**Instructions to follow**
In your copy, repeat the records exactly and leave out the pictures.

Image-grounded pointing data

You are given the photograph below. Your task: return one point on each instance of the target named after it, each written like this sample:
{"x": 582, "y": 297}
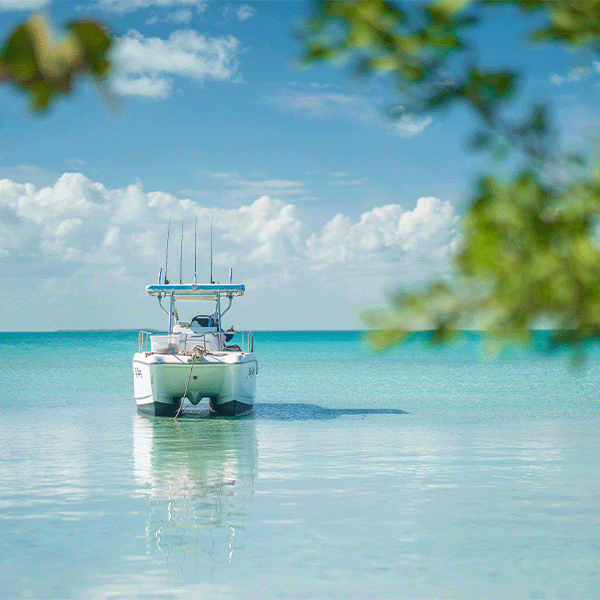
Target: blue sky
{"x": 320, "y": 203}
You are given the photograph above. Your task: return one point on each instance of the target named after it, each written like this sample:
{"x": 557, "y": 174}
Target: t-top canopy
{"x": 195, "y": 291}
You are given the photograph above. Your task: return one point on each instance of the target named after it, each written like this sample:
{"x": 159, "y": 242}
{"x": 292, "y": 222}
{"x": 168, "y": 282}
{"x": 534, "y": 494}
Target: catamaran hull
{"x": 163, "y": 381}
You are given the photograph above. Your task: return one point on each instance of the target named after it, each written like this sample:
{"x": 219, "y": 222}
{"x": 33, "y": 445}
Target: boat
{"x": 195, "y": 359}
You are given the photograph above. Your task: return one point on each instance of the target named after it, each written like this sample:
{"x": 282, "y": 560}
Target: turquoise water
{"x": 416, "y": 473}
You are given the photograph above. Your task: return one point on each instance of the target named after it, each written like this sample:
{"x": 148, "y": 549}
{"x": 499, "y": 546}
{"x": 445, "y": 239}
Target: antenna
{"x": 211, "y": 279}
{"x": 195, "y": 246}
{"x": 181, "y": 253}
{"x": 167, "y": 252}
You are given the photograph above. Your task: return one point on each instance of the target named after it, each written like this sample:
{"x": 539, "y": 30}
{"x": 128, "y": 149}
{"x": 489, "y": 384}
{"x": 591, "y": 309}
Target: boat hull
{"x": 162, "y": 382}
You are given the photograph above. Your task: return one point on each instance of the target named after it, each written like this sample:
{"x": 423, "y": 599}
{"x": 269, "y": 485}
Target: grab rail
{"x": 246, "y": 338}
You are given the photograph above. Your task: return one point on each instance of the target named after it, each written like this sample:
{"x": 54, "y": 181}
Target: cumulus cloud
{"x": 419, "y": 239}
{"x": 77, "y": 227}
{"x": 146, "y": 66}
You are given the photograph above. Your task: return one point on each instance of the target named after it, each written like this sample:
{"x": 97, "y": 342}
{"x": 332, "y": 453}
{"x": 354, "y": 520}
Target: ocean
{"x": 413, "y": 473}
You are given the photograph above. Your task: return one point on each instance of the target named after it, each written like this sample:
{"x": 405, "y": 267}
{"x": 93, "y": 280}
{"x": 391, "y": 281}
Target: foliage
{"x": 529, "y": 254}
{"x": 36, "y": 63}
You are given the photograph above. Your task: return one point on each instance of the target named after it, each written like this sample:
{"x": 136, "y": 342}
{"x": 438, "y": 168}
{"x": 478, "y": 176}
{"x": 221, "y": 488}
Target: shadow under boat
{"x": 304, "y": 411}
{"x": 288, "y": 412}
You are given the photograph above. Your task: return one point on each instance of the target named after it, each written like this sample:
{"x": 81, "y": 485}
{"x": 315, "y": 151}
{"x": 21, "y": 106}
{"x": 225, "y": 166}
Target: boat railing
{"x": 172, "y": 343}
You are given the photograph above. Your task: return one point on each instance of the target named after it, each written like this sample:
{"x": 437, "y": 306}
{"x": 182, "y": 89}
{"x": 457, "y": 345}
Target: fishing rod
{"x": 211, "y": 279}
{"x": 167, "y": 252}
{"x": 181, "y": 254}
{"x": 195, "y": 248}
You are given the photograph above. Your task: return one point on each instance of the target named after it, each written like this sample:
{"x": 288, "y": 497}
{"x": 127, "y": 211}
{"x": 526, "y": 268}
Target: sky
{"x": 320, "y": 203}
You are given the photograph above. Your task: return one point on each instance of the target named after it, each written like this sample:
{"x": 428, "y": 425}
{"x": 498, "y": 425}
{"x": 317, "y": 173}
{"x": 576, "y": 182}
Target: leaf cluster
{"x": 529, "y": 255}
{"x": 35, "y": 62}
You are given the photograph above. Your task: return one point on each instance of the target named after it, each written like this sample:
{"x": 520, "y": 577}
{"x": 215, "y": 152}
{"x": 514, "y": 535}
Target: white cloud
{"x": 146, "y": 65}
{"x": 417, "y": 239}
{"x": 77, "y": 234}
{"x": 180, "y": 16}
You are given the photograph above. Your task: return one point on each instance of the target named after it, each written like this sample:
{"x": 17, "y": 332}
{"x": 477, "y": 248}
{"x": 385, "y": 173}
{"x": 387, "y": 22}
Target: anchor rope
{"x": 197, "y": 353}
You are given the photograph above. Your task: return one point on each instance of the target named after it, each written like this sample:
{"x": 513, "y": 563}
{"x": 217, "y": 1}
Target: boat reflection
{"x": 197, "y": 476}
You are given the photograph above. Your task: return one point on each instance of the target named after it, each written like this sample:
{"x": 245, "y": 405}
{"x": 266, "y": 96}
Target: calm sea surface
{"x": 416, "y": 473}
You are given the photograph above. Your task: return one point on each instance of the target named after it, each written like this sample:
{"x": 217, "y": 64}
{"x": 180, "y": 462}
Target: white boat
{"x": 195, "y": 359}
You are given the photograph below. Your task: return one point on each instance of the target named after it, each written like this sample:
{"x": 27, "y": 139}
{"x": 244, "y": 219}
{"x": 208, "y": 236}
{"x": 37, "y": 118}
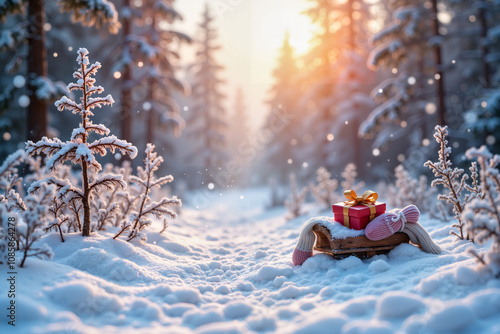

**Result of the exercise**
You are given the photograph below. Your task: return one point on each instance of the target named after it, each written like this sample:
{"x": 582, "y": 297}
Target: blue sky
{"x": 320, "y": 203}
You are given the photograph above. Your task: return one point on each instance of the target named after it, each written like this sample:
{"x": 557, "y": 174}
Target: t-top canopy
{"x": 195, "y": 291}
You are given the photograph above. Your task: return one point on each instance of the target named after it, each written like this sample:
{"x": 159, "y": 242}
{"x": 292, "y": 222}
{"x": 168, "y": 282}
{"x": 534, "y": 494}
Target: catamaran hull
{"x": 163, "y": 381}
You are given the photograph above. Your task: return one point on each instance of the target named after it, each written like this sample:
{"x": 219, "y": 222}
{"x": 33, "y": 445}
Target: boat
{"x": 195, "y": 359}
You are given the photograph above. Your task: return one point on each instance of the target named after it, each written like this sample:
{"x": 282, "y": 560}
Target: turquoise water
{"x": 416, "y": 473}
You are given the photograph above. Your task: return one point on each instance of the target named after it, each written like this sample:
{"x": 148, "y": 549}
{"x": 499, "y": 546}
{"x": 445, "y": 239}
Target: antenna
{"x": 211, "y": 279}
{"x": 195, "y": 246}
{"x": 181, "y": 253}
{"x": 167, "y": 252}
You are given the photograph above. Your task: return one point on each instance of the target named after it, each written like this sample:
{"x": 539, "y": 30}
{"x": 128, "y": 149}
{"x": 489, "y": 384}
{"x": 591, "y": 309}
Target: boat hull
{"x": 162, "y": 382}
You are given the photograph above. Your task: return one point on each instance of the target named after it, each written like this sample:
{"x": 423, "y": 599}
{"x": 269, "y": 485}
Target: grab rail
{"x": 246, "y": 338}
You are given the photograph above. Your task: return one point on each instance of the target named after it, each written like this sample:
{"x": 54, "y": 181}
Target: cumulus cloud
{"x": 419, "y": 239}
{"x": 77, "y": 227}
{"x": 146, "y": 66}
You are given the photograph above. Your task: return one point on each instance of the target named after it, each written like this sample:
{"x": 97, "y": 342}
{"x": 332, "y": 453}
{"x": 354, "y": 520}
Target: ocean
{"x": 413, "y": 473}
You are given the photograph above. Your task: return one point on each instance of the target named after it, each written like this sample:
{"x": 405, "y": 267}
{"x": 93, "y": 280}
{"x": 391, "y": 281}
Target: foliage
{"x": 529, "y": 254}
{"x": 36, "y": 63}
You are given the photograph above. Your task: return one point on each instance of the target named after it, each written like this sample:
{"x": 136, "y": 342}
{"x": 438, "y": 168}
{"x": 478, "y": 176}
{"x": 221, "y": 488}
Target: shadow under boat
{"x": 304, "y": 411}
{"x": 288, "y": 412}
You are given the photograph above. Your task: return one point on each instance of the target named after it, each written like this sample:
{"x": 81, "y": 485}
{"x": 315, "y": 151}
{"x": 21, "y": 106}
{"x": 225, "y": 166}
Target: boat railing
{"x": 172, "y": 343}
You are given the photograph above. Your task: return one point on each instance of the target named after it, each written like this sample:
{"x": 437, "y": 306}
{"x": 182, "y": 89}
{"x": 457, "y": 345}
Target: fishing rod
{"x": 211, "y": 279}
{"x": 167, "y": 252}
{"x": 181, "y": 254}
{"x": 195, "y": 248}
You are given the photograph above. Your task: return one point on each instance of the target named after it, each written like this sample:
{"x": 288, "y": 497}
{"x": 127, "y": 211}
{"x": 526, "y": 268}
Target: sky
{"x": 320, "y": 203}
You are given the photograph above. Your task: return one point on each instance of the target named after it, each written like this sample:
{"x": 428, "y": 425}
{"x": 498, "y": 425}
{"x": 317, "y": 173}
{"x": 576, "y": 182}
Target: leaf cluster
{"x": 529, "y": 255}
{"x": 35, "y": 62}
You are given the photograph above. Your task: return one point on each instance of the target named after it, each written like this sample:
{"x": 520, "y": 577}
{"x": 215, "y": 152}
{"x": 514, "y": 535}
Target: white cloud
{"x": 146, "y": 65}
{"x": 417, "y": 239}
{"x": 77, "y": 234}
{"x": 180, "y": 16}
You are given the photograph above. Your task: return one point on each instance of the target named after it, each written like this sample:
{"x": 17, "y": 332}
{"x": 477, "y": 248}
{"x": 385, "y": 173}
{"x": 387, "y": 22}
Target: anchor rope
{"x": 197, "y": 353}
You are given the photograph above. Your task: return one point on each instance of the target named after it, each written like this sample:
{"x": 513, "y": 563}
{"x": 217, "y": 1}
Target: boat reflection
{"x": 197, "y": 476}
You are given the photograph above. Your task: return one point on each instance of the target named after it, each written like this sample:
{"x": 245, "y": 405}
{"x": 266, "y": 96}
Target: calm sea surface
{"x": 416, "y": 473}
You are given the photograph above. Your task: return one point on each instance of the target named after it, each written like this sample:
{"x": 217, "y": 64}
{"x": 180, "y": 462}
Target: white boat
{"x": 195, "y": 359}
You are given the photograph below. Your task: return one point on each instance of the target named after it, each written like this sample:
{"x": 27, "y": 139}
{"x": 244, "y": 219}
{"x": 208, "y": 236}
{"x": 37, "y": 118}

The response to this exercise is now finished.